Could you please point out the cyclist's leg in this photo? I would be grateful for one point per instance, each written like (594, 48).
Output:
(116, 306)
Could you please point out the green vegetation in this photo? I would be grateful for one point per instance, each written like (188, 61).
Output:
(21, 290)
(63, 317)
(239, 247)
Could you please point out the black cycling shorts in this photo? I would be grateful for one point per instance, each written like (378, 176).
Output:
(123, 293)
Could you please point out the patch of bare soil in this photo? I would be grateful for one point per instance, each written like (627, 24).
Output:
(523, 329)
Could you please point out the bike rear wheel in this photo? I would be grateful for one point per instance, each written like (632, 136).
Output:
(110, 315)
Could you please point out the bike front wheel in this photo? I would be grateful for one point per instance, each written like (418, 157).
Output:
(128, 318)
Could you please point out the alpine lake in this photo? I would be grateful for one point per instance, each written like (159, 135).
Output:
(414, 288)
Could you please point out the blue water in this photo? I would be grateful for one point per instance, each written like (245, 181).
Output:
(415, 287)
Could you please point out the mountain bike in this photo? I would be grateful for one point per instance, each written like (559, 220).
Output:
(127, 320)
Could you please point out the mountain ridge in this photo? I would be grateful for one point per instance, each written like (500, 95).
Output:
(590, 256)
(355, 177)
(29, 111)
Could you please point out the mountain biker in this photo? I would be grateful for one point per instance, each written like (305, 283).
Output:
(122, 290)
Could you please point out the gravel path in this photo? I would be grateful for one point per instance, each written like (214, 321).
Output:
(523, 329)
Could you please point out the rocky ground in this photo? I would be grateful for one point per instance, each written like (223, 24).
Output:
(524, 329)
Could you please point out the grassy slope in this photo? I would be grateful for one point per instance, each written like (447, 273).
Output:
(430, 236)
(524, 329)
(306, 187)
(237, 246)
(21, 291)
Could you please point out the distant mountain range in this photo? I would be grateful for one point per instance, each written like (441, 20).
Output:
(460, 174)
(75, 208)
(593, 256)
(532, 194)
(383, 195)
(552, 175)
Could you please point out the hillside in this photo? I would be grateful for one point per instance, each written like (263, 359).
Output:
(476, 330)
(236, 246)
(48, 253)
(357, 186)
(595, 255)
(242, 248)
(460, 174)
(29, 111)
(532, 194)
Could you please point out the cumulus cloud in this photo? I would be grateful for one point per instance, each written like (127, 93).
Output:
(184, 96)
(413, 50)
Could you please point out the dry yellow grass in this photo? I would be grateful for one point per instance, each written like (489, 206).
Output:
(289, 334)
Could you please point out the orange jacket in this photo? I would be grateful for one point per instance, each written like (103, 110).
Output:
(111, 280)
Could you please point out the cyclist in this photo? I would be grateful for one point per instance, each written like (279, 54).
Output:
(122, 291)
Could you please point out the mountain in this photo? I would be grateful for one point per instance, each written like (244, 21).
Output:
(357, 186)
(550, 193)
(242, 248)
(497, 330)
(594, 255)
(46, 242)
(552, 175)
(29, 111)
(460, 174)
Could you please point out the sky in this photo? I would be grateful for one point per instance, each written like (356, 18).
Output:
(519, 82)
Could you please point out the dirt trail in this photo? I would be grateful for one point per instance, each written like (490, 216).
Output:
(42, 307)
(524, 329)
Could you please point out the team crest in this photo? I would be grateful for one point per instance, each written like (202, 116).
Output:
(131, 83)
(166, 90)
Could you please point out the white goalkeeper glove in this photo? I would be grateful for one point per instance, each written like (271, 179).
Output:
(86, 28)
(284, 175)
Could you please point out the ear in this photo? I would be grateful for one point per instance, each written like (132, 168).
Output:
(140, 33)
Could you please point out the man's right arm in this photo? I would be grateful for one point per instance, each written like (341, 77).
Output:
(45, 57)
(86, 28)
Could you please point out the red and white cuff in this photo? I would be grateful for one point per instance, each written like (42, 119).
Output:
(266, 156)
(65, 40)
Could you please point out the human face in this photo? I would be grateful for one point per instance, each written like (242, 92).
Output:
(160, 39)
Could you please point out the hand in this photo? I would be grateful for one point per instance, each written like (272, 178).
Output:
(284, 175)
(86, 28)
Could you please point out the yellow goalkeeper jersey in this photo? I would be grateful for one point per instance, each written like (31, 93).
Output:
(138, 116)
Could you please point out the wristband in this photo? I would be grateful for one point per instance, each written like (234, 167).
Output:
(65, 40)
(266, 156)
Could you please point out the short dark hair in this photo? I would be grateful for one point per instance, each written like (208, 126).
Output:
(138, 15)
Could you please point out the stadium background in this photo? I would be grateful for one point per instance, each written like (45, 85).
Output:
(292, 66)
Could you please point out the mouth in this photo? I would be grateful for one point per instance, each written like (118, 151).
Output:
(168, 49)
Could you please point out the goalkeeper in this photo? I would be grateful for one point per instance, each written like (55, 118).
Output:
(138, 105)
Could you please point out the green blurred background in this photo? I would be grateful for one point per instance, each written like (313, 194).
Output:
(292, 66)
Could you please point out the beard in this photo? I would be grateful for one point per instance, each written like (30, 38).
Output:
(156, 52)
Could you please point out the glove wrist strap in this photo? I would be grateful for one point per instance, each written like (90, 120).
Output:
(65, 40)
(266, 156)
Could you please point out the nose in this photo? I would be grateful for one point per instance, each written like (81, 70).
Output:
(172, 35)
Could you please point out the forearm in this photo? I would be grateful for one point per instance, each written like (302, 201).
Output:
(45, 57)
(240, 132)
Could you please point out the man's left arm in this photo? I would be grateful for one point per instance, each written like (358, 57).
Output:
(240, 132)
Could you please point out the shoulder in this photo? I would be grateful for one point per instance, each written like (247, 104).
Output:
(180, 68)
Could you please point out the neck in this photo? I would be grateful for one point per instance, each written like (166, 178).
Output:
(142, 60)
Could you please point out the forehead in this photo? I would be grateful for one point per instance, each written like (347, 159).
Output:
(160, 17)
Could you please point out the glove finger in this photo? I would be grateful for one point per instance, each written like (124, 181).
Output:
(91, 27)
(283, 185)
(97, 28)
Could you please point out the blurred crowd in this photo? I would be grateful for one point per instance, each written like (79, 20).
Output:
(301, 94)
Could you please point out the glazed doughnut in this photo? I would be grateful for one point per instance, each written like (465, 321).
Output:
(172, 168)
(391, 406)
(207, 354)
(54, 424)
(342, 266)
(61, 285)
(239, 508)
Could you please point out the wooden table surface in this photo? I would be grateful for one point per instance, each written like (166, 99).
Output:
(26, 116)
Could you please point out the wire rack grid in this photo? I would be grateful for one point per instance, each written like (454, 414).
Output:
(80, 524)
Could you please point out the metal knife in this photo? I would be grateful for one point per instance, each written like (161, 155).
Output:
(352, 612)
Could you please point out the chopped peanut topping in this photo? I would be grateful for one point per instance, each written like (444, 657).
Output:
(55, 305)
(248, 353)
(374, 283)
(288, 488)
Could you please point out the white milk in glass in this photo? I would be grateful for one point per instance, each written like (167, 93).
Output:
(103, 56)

> _Task to complete_: Look above for the line holding "Could you please point out the yellow". Print it and every line after it, exactly, through the line holding "Could you please point out the green blurred".

> _Result of this task_:
Could you please point out the yellow goalkeeper jersey in this photo? I would be grateful for one point per instance, each written like (31, 93).
Output:
(138, 116)
Could you please point out the wristband in this photo? I would be grateful for one point per instance, each written like (234, 167).
Output:
(65, 40)
(266, 156)
Could you please point out the short dark hair in this photo? I would be grateful for one point per instance, each written like (208, 126).
Output:
(138, 15)
Could you please point out the stadium background in this photo? I would be grateful for one point per instance, each written like (45, 85).
Output:
(292, 66)
Could you please point out the mouth in this photo? I would be grateful for one point per instance, each written like (118, 151).
Output:
(168, 49)
Could you please point out the goalkeeper in this photo? I would be grateful for one point per instance, each written like (55, 118).
Output:
(138, 105)
Could you please point out the green blurred background in this photo? I would be grateful for one point per instance, each written like (313, 194).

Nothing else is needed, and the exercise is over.